:: GIVEN DATA ::
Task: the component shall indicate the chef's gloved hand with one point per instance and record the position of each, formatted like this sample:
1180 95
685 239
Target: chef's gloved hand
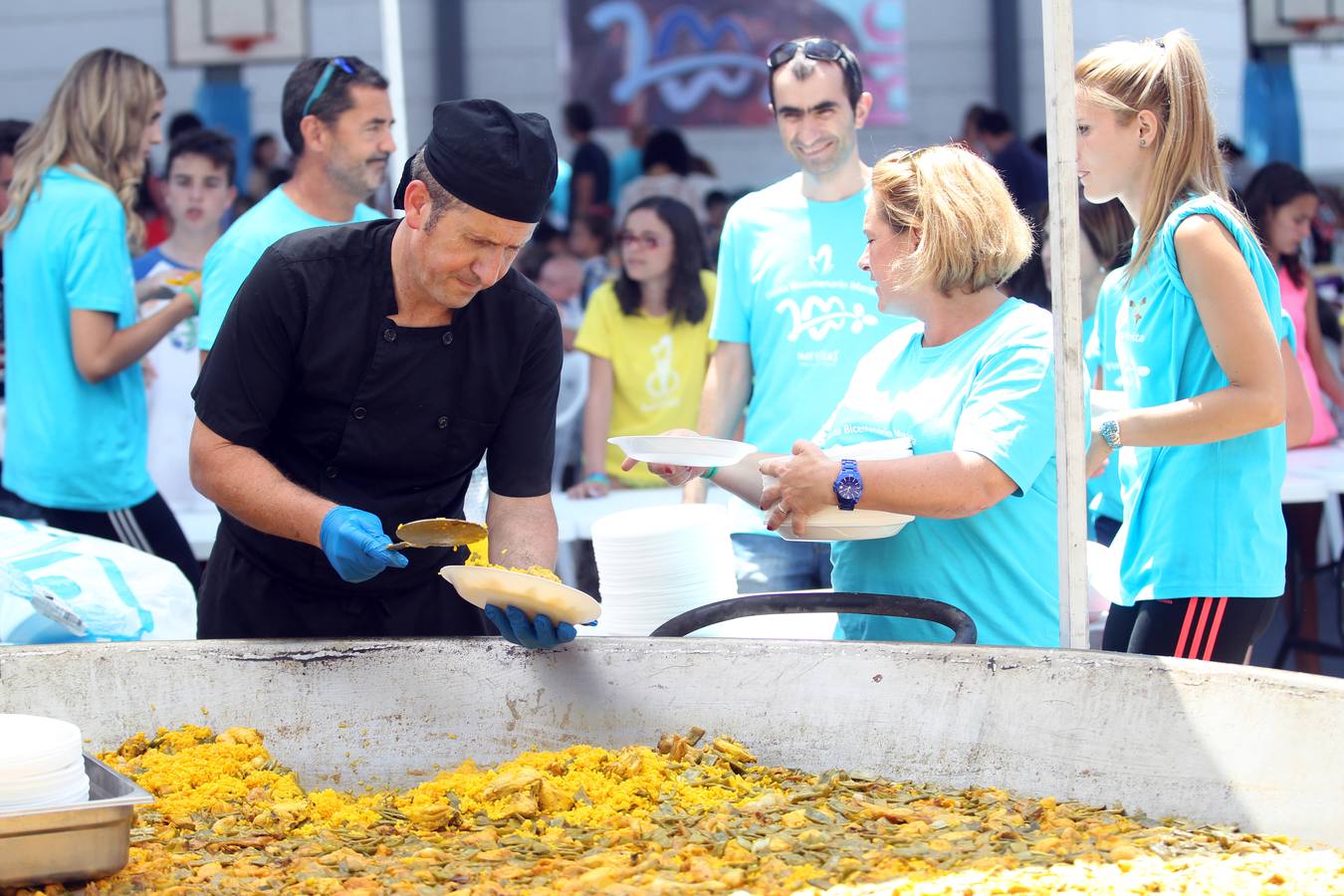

...

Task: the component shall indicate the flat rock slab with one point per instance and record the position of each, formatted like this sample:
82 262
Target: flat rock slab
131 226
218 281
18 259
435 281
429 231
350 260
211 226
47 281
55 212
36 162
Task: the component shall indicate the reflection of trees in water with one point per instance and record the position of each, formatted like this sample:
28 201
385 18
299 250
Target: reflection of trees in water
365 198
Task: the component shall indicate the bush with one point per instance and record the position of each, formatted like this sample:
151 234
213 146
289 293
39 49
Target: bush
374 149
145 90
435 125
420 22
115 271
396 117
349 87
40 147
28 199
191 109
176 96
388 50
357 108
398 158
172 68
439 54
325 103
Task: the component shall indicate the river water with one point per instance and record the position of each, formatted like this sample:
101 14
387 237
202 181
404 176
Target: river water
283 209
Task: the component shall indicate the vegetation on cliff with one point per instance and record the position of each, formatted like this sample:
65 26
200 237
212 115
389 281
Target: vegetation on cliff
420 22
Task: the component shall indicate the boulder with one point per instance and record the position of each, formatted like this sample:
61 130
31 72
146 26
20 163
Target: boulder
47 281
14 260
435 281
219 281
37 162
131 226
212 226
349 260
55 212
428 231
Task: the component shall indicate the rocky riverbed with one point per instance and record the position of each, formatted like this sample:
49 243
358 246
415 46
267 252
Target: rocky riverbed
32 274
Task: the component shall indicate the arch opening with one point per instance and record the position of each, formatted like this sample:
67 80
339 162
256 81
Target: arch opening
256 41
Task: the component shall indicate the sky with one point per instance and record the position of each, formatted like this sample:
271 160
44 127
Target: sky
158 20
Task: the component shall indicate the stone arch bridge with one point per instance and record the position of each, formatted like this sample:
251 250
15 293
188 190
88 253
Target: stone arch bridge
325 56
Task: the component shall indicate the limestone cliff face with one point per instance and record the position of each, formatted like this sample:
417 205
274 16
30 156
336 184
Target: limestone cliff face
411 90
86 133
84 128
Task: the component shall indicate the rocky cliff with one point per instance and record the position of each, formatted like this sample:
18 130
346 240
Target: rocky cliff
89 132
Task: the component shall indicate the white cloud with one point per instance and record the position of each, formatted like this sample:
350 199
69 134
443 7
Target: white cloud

:: EXERCISE TASK ::
Update the stretch of rows from the one containing "Task: the component shall indicate the chef's" through the one containing "Target: chef's gloved hand": swap "gloved hand" for "knife" and keep everything else the same. Give back only those rows.

:: FINISHED EXERCISE ::
Task: the component shall indicate the chef's knife with one point per instance and record the position of each, formatted like this sample:
1180 95
685 239
Target: chef's knife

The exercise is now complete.